**DATA FOR THIS TASK**:
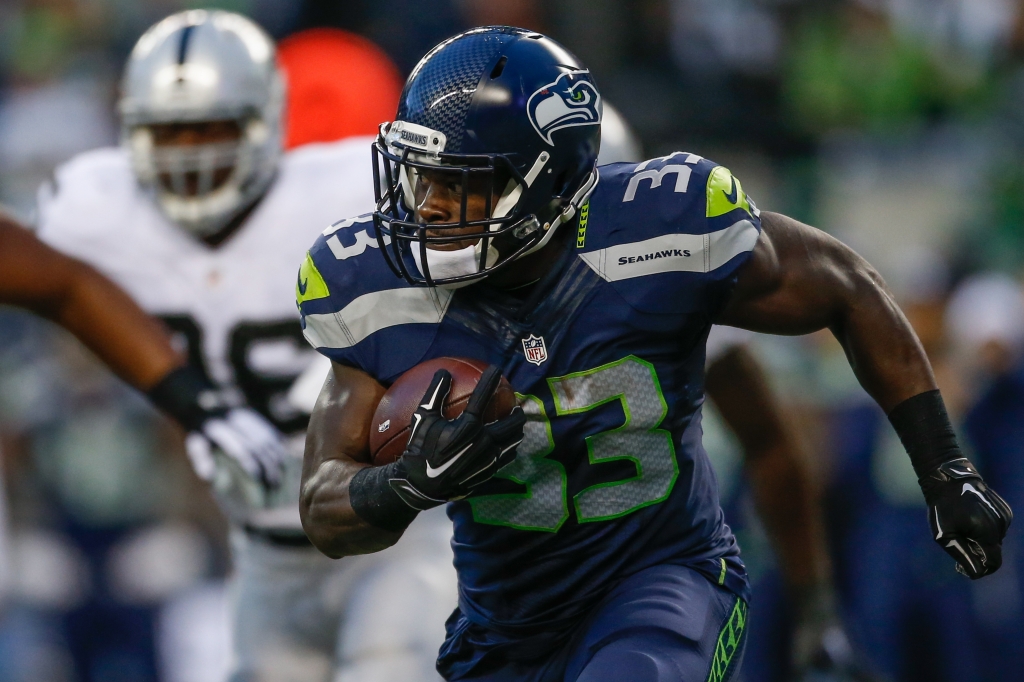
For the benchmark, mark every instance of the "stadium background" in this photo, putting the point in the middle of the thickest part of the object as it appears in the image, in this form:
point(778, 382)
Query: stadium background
point(895, 125)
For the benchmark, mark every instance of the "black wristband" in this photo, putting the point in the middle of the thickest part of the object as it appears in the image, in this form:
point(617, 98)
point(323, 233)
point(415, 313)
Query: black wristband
point(924, 428)
point(180, 394)
point(376, 503)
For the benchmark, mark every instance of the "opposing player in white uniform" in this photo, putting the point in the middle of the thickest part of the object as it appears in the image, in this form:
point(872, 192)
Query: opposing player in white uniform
point(202, 218)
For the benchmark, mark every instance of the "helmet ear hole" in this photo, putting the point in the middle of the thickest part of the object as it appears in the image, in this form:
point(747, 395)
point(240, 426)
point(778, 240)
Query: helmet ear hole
point(499, 68)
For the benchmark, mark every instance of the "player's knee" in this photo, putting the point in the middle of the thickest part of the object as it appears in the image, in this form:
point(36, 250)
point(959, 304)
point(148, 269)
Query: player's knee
point(640, 659)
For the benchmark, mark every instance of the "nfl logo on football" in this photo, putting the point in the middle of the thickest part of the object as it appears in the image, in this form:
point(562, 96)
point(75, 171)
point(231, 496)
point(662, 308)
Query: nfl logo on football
point(535, 349)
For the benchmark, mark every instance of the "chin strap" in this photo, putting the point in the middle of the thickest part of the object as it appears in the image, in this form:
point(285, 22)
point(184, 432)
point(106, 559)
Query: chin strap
point(568, 212)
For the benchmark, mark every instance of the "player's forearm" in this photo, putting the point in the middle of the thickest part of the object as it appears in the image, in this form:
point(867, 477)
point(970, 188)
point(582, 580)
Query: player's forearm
point(883, 348)
point(337, 449)
point(801, 280)
point(329, 519)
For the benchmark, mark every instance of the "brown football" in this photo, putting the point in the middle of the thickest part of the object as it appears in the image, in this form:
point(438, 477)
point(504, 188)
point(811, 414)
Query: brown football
point(389, 429)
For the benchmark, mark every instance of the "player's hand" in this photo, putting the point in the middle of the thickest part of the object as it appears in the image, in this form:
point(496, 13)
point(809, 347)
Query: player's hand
point(968, 518)
point(445, 459)
point(245, 436)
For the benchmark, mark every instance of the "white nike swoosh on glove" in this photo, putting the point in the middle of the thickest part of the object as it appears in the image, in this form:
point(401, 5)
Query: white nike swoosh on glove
point(434, 473)
point(968, 487)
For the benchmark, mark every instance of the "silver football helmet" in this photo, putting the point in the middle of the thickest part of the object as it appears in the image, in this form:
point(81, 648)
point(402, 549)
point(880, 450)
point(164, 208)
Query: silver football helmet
point(198, 67)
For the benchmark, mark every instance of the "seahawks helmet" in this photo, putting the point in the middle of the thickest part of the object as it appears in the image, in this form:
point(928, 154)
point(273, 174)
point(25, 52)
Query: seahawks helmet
point(198, 67)
point(494, 107)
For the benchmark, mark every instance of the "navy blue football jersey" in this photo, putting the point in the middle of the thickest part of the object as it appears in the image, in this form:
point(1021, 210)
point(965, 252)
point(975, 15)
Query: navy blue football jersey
point(607, 355)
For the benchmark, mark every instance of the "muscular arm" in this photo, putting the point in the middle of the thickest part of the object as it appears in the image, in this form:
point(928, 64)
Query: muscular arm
point(783, 489)
point(75, 296)
point(800, 280)
point(337, 446)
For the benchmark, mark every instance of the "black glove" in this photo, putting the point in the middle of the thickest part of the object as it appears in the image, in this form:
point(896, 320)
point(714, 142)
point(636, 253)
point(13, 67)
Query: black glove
point(969, 519)
point(445, 459)
point(240, 432)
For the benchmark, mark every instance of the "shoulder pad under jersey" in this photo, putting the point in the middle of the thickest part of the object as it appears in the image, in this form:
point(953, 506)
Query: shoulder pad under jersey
point(678, 223)
point(346, 292)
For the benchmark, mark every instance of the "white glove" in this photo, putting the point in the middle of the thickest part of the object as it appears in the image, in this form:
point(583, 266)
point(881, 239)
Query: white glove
point(244, 435)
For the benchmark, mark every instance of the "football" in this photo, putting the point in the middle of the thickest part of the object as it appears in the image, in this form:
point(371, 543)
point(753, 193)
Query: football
point(389, 429)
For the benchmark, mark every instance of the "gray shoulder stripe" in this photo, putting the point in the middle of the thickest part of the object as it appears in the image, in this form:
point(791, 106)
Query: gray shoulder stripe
point(372, 312)
point(673, 253)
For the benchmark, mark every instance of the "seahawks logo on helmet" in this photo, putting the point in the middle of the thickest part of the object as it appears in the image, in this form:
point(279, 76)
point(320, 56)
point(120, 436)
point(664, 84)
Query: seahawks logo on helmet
point(566, 102)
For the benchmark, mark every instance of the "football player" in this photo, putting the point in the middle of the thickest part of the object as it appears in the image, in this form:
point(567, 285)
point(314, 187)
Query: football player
point(200, 216)
point(782, 487)
point(589, 540)
point(134, 345)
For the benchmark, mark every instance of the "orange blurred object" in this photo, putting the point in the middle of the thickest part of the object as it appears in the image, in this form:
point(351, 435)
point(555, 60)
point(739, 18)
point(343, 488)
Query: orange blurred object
point(339, 85)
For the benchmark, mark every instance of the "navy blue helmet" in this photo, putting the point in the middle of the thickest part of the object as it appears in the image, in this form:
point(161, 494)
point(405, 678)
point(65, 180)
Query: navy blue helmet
point(498, 108)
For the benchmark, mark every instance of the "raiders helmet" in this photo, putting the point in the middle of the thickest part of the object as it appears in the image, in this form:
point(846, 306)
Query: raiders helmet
point(198, 67)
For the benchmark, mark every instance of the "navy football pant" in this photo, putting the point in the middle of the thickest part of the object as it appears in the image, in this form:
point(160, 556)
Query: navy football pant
point(664, 624)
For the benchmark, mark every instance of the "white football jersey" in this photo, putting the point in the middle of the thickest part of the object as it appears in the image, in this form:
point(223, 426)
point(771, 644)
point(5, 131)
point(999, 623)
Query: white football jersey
point(233, 304)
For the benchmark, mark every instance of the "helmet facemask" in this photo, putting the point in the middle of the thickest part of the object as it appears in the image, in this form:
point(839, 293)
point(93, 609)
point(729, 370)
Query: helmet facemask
point(203, 186)
point(204, 70)
point(508, 229)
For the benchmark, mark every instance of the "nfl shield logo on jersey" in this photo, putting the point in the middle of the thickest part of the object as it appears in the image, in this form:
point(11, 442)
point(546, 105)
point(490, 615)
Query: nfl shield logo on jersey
point(535, 349)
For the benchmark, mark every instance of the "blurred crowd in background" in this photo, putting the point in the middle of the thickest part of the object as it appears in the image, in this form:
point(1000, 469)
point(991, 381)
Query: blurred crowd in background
point(895, 125)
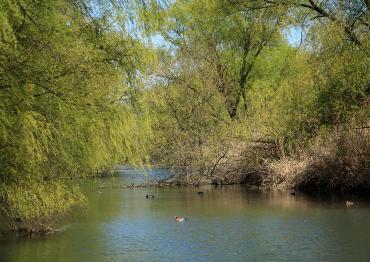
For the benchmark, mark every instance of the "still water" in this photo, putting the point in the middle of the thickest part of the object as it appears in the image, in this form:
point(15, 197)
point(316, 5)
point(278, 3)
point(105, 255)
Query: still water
point(229, 223)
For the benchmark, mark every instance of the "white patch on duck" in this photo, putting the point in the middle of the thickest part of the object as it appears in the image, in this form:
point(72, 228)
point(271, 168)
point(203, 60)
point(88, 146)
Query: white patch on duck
point(180, 219)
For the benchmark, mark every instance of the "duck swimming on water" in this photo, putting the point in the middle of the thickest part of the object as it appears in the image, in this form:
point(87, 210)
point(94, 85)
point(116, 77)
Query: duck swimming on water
point(180, 219)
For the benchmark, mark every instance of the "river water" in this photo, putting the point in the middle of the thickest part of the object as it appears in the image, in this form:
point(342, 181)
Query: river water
point(228, 223)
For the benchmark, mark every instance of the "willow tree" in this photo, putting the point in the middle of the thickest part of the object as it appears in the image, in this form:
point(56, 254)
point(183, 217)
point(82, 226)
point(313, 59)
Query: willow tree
point(69, 104)
point(217, 35)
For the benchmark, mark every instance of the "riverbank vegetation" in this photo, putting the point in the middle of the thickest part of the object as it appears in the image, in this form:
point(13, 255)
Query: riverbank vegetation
point(274, 93)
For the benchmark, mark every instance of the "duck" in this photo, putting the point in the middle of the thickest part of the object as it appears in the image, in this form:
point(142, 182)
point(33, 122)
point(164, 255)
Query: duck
point(180, 219)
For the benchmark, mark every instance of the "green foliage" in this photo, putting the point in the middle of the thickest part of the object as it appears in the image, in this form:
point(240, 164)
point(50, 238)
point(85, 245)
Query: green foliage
point(262, 88)
point(70, 104)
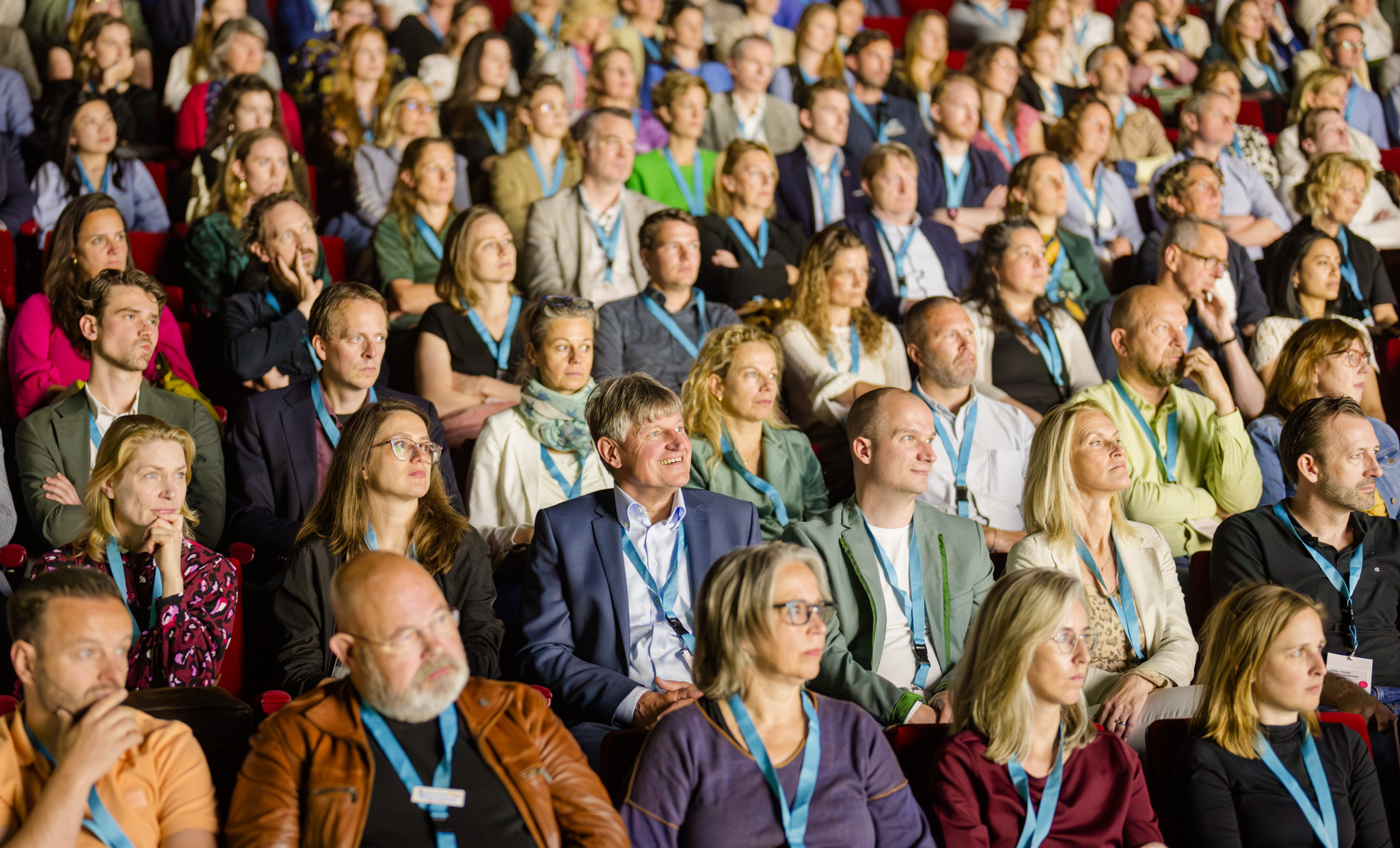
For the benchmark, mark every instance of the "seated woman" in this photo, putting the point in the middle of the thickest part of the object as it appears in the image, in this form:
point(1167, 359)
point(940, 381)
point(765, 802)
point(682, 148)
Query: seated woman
point(1023, 731)
point(539, 452)
point(84, 163)
point(681, 172)
point(542, 159)
point(710, 769)
point(1144, 658)
point(1256, 737)
point(45, 339)
point(384, 493)
point(1099, 203)
point(1038, 192)
point(1031, 353)
point(741, 444)
point(181, 595)
point(468, 340)
point(746, 256)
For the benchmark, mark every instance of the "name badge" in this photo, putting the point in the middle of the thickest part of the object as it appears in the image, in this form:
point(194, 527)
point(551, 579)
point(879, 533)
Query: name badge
point(444, 797)
point(1351, 668)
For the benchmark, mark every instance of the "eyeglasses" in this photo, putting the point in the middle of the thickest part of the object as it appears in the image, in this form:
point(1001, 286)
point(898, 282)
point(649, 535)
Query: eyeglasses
point(405, 450)
point(800, 612)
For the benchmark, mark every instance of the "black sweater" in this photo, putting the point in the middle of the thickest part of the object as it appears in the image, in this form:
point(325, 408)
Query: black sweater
point(1230, 802)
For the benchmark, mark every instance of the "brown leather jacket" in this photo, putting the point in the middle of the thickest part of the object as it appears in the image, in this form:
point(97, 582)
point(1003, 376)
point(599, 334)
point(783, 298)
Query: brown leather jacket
point(308, 776)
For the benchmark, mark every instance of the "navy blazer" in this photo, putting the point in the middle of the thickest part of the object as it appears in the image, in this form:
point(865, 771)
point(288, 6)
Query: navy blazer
point(271, 458)
point(883, 293)
point(574, 605)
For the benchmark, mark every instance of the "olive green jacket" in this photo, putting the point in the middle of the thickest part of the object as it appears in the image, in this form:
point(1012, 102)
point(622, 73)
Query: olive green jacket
point(956, 575)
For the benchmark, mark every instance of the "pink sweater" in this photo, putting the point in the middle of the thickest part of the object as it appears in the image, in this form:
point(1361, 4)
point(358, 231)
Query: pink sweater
point(41, 355)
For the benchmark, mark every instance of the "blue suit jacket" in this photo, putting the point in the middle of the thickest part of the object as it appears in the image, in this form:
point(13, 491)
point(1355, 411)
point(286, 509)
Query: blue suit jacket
point(574, 603)
point(883, 293)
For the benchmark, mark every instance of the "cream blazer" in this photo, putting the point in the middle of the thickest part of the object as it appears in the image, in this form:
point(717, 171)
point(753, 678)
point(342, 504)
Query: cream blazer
point(1157, 594)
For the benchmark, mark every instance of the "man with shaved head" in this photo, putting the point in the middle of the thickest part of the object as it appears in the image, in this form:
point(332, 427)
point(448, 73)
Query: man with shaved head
point(1192, 462)
point(411, 750)
point(906, 578)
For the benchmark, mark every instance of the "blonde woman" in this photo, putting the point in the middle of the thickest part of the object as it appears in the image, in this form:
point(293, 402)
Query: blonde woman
point(1025, 756)
point(741, 444)
point(1262, 674)
point(1074, 515)
point(708, 774)
point(181, 595)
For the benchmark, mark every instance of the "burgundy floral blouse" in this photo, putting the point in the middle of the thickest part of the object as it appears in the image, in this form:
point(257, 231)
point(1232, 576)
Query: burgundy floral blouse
point(187, 647)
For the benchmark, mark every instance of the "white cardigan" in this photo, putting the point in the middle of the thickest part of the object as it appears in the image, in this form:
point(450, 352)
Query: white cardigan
point(1157, 594)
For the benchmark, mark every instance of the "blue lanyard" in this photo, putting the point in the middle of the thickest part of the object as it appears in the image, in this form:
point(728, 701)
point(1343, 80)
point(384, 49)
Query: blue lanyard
point(1038, 823)
point(118, 567)
point(101, 825)
point(1347, 588)
point(731, 456)
point(913, 601)
point(1170, 461)
point(794, 816)
point(500, 350)
point(494, 128)
point(1126, 609)
point(756, 254)
point(328, 424)
point(669, 324)
point(403, 767)
point(548, 187)
point(693, 195)
point(665, 597)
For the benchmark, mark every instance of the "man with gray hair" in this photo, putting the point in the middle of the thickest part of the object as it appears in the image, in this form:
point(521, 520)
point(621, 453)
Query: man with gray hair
point(582, 243)
point(606, 609)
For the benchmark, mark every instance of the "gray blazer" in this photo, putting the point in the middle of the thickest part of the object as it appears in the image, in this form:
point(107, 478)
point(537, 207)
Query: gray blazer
point(555, 243)
point(780, 125)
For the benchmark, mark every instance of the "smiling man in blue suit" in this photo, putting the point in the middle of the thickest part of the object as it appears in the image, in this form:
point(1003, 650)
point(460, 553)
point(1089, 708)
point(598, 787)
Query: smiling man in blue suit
point(606, 607)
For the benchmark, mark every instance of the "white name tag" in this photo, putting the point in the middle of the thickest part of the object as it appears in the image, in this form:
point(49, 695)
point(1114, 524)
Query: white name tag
point(1351, 668)
point(446, 797)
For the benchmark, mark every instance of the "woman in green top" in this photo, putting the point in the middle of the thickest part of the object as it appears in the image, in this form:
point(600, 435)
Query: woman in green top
point(668, 176)
point(741, 444)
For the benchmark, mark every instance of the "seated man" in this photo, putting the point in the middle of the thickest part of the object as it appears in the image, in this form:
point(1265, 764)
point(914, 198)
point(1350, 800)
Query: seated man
point(749, 111)
point(265, 324)
point(606, 265)
point(912, 256)
point(1190, 458)
point(1249, 210)
point(606, 610)
point(661, 329)
point(121, 776)
point(511, 776)
point(927, 566)
point(986, 444)
point(56, 446)
point(280, 443)
point(1193, 256)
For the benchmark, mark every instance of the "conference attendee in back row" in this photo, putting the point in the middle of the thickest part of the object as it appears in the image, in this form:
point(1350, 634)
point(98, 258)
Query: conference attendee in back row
point(606, 612)
point(892, 648)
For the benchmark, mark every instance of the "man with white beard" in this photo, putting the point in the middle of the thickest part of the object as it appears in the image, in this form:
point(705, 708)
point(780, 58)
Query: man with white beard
point(411, 750)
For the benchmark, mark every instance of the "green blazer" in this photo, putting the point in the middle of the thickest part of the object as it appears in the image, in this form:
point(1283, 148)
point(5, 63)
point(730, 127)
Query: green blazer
point(55, 440)
point(789, 465)
point(956, 577)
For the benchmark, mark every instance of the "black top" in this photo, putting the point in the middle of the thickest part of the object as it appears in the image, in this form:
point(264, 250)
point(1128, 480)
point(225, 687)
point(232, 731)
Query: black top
point(489, 817)
point(1256, 547)
point(1228, 801)
point(742, 284)
point(470, 353)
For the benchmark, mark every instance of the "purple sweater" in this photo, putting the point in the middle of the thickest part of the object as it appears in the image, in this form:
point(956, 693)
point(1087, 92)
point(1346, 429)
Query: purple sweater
point(696, 788)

**WRITTEN EXERCISE**:
Report every line of the material above that contains the string "blonde", copying each one in full.

**REPLY TO THE EXERCISE**:
For the benchmark, mark every instance of the "blonde woman" in this photo, putting the point in the middle of the thickest part of the object as it appears in the image, in this form:
Query: blonde woman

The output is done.